**Alıştırma Seti**
1 > Aşağıdaki film yazısına göre (a), (b) ve (c) ifadelerinin metinle uyuşup uyuşmadığını evet ya da hayır diye belirtin ve her yanıtın yanına karar veren sözcükleri metinden aynen aktarın. (a) Yönetmen 1966 doğumludur. (b) Nate Samuels'in eşi bir kazada ölmüştür. (c) Film bir romandan uyarlanmıştır.
2 > Aşağıdaki film yazısına göre yönetmenin ilk ününü hangi film yapmıştır?
3 > Aşağıdaki film yazısında "Doktor Nate Samuels" diye başlayan paragrafı, temel bilgilerini koruyarak madde işaretli bir liste biçiminde yeniden yazın.

**Sağlanan Metin**
********

CANAVAR X X X
(Beast) Yönetmen: Baltasar Kormakur Universal filmi, 2022. |
Jaime Primak Sullivan adlı yazarın romanından uyarlanmış bu film, önemli bir yönetmenin imzasını taşıyor, dönüşünü haberliyor: Baltasar Kormakur.
Kurmakur 1966 doğumlu ve İzlanda kökenli bir yazar, yönetmen, oyuncu. 2000 yılında ilk ününü yapan 101 Reykjavik’ten sonra A Little Trip to Heaven, Jar City, özellikle 2010’larda Contraband, The Deep, Everest, Adrift gibi filmleri geldi. Yönetmen bu filmiyle de ana temalarına dönüyor: insanoğlunun doğa içinde kaybolması, karşılaştığı tehditler ve hayatta kalma savaşımı.
Doktor Nate Samuels birzamanlar yaşadığı Güney Afrika’ya dönüş yapıyor. İki kızıyla birlikte… Aslında bu onun için bir hüzün nedenidir, çünkü sonradan kaybettiği eşini vaktiyle orada tanımıştır. Aslında ailenin dramı oldukça dramatiktir. Bu siyahi ailenin karı-kocası iyi anlaşamamış ve boşanmaya gitmiştir. Kadının kansere tutulup ölmesi (ve filmde dendiği gibi “New York’ta beton bir mezara gömülmesi”) iki kızı için en kötü bir anı olmuştur.

********

[Bir veri kaynağından alınan kayıtlar]
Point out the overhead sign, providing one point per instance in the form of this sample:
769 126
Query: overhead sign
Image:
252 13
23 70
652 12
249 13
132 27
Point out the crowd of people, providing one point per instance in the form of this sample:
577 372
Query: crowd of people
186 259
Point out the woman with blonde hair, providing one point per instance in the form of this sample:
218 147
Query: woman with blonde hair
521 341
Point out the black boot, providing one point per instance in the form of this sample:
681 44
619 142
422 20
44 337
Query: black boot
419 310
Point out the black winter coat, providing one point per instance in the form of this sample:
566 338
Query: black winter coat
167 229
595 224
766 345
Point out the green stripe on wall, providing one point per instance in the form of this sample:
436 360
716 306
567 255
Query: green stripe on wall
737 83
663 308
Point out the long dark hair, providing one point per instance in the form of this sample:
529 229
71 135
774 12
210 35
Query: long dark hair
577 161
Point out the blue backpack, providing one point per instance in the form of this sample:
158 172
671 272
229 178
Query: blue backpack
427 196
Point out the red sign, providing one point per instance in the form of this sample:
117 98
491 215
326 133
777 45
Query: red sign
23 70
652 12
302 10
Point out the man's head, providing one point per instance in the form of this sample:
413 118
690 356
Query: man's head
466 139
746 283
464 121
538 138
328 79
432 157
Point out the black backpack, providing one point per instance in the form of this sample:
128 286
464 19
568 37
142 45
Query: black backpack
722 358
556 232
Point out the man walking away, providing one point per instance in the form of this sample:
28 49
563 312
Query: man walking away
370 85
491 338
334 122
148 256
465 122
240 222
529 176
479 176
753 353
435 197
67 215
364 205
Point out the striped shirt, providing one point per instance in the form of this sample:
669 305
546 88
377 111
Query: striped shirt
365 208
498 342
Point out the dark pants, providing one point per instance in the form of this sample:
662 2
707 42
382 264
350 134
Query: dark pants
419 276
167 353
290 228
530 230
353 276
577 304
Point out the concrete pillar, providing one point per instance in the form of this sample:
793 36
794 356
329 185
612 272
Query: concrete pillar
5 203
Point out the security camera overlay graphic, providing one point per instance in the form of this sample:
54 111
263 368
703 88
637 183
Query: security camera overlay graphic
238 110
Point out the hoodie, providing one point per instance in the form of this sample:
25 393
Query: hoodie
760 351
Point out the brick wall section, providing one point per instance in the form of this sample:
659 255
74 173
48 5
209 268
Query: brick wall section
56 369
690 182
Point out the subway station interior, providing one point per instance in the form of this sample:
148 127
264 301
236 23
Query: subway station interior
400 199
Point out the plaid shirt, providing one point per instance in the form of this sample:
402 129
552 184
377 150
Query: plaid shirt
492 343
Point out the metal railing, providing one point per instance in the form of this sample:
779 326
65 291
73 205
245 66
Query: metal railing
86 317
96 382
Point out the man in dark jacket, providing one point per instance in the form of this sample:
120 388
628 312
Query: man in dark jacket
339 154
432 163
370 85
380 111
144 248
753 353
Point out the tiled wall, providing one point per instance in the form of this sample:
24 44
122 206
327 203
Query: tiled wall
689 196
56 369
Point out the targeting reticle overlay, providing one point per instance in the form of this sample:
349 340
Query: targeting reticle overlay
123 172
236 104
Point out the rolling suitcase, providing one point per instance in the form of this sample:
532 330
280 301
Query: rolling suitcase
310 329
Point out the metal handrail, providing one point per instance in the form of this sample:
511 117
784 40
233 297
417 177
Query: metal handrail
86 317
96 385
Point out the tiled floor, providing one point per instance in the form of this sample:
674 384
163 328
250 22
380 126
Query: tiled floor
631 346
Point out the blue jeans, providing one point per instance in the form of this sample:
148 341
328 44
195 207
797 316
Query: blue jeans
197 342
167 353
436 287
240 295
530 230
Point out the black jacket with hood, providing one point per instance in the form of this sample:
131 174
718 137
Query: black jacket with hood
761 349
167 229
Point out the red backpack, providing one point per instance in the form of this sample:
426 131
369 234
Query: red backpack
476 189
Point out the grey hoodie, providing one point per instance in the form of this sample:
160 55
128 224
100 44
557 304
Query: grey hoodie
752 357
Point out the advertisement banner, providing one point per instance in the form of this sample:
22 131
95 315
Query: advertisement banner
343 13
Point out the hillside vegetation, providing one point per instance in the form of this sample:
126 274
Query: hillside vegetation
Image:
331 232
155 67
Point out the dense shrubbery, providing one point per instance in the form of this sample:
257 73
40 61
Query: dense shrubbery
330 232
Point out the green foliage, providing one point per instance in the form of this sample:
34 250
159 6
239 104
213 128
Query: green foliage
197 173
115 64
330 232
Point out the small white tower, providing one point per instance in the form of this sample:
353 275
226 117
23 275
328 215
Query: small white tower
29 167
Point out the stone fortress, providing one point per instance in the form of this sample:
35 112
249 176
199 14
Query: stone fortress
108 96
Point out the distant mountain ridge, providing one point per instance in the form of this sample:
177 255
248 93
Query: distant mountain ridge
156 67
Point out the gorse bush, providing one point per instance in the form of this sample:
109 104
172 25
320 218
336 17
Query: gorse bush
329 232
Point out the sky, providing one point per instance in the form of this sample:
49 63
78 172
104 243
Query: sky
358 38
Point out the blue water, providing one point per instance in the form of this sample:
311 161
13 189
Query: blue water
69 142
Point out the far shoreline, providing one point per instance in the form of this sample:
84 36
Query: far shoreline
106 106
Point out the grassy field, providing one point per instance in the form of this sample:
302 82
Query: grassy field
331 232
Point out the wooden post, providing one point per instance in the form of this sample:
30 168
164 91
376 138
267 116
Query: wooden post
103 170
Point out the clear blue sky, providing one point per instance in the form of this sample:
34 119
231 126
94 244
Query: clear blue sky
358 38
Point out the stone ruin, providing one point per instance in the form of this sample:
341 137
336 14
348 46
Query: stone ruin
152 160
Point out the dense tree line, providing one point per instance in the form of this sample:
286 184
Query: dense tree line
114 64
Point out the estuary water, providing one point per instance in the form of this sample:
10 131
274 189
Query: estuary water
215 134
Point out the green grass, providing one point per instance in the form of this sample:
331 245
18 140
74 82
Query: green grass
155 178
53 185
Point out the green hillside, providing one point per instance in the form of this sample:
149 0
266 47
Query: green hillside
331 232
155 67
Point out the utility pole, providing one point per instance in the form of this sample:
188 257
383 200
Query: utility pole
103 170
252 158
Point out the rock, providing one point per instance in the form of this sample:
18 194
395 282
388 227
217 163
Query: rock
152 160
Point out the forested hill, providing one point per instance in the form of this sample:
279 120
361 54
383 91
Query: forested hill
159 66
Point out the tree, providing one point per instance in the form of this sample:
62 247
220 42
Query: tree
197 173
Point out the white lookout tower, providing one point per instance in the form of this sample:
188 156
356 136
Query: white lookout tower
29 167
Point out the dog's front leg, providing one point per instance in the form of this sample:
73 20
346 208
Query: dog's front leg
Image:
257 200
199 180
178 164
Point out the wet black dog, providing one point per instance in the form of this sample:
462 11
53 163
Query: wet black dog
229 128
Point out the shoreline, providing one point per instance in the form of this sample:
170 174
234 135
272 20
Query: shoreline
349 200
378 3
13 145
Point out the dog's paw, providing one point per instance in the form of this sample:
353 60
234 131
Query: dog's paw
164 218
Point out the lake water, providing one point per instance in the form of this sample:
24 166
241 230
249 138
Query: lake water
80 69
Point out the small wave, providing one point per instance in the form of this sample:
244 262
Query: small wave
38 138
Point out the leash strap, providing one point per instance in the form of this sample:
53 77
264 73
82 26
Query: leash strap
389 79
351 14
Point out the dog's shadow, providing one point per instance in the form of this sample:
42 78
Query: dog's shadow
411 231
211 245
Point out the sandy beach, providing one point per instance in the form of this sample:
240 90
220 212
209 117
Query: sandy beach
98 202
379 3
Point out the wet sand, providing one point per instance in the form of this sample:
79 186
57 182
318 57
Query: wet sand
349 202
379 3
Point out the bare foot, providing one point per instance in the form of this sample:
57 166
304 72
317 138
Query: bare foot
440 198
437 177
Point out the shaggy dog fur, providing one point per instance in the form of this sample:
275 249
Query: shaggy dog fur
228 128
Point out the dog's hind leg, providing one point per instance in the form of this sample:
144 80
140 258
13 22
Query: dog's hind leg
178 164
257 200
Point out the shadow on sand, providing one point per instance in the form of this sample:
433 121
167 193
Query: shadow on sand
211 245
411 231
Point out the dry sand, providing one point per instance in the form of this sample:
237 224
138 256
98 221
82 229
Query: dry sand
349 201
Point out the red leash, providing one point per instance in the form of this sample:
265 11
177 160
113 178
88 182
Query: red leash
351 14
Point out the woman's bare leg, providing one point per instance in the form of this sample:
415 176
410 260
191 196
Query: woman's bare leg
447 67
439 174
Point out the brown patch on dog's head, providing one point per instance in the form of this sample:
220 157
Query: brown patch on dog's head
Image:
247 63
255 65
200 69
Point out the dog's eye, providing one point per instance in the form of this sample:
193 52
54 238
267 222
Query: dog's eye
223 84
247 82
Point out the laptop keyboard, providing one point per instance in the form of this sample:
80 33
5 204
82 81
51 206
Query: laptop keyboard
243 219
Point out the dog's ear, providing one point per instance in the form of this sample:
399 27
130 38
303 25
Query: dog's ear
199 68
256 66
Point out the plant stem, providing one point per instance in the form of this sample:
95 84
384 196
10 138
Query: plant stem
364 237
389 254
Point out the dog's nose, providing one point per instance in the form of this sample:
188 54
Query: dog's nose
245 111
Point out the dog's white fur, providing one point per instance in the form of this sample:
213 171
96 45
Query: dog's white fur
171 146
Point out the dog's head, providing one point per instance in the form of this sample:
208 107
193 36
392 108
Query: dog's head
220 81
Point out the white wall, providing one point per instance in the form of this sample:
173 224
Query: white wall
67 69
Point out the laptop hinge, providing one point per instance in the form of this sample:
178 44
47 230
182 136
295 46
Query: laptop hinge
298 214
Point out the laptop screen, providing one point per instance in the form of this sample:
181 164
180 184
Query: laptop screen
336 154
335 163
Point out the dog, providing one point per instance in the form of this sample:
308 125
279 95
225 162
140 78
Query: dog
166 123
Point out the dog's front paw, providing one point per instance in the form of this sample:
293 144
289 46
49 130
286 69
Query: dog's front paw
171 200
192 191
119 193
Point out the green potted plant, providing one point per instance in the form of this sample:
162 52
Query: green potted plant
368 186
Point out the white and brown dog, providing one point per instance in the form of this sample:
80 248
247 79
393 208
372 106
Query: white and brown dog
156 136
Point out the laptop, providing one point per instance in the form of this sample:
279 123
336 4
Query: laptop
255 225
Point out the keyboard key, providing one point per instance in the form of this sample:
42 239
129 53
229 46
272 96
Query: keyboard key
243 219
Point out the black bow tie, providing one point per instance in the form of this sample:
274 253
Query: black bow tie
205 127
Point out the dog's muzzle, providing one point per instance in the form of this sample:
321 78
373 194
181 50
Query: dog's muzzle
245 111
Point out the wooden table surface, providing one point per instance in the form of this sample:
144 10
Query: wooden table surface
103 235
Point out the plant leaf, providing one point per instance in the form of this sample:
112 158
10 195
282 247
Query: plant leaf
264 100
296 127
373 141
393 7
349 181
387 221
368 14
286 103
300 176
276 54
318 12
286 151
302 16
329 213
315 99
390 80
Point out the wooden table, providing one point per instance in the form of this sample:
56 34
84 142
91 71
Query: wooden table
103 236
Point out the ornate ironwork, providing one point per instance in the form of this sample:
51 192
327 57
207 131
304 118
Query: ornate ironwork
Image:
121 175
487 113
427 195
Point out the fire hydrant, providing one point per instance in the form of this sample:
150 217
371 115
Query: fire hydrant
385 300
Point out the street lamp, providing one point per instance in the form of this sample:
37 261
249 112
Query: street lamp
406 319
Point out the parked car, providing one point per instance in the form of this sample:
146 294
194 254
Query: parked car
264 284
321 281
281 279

********

**Görev Yanıtları**
1 >
(a) Evet: "Kurmakur 1966 doğumlu"
(b) Hayır: "Kadının kansere tutulup ölmesi"
(c) Evet: "Jaime Primak Sullivan adlı yazarın romanından uyarlanmış"

2 > 101 Reykjavik

3 >
- Doktor Nate Samuels, bir zamanlar yaşadığı Güney Afrika'ya iki kızıyla birlikte döner.
- Bu dönüş onun için bir hüzün nedenidir, çünkü sonradan kaybettiği eşini orada tanımıştır.
- Bu siyahi ailede karı koca iyi anlaşamamış ve boşanmaya gitmiştir.
- Kadın kansere tutulup ölmüş ve New York'ta beton bir mezara gömülmüştür.
- Bu olay iki kız için en kötü anı olmuştur.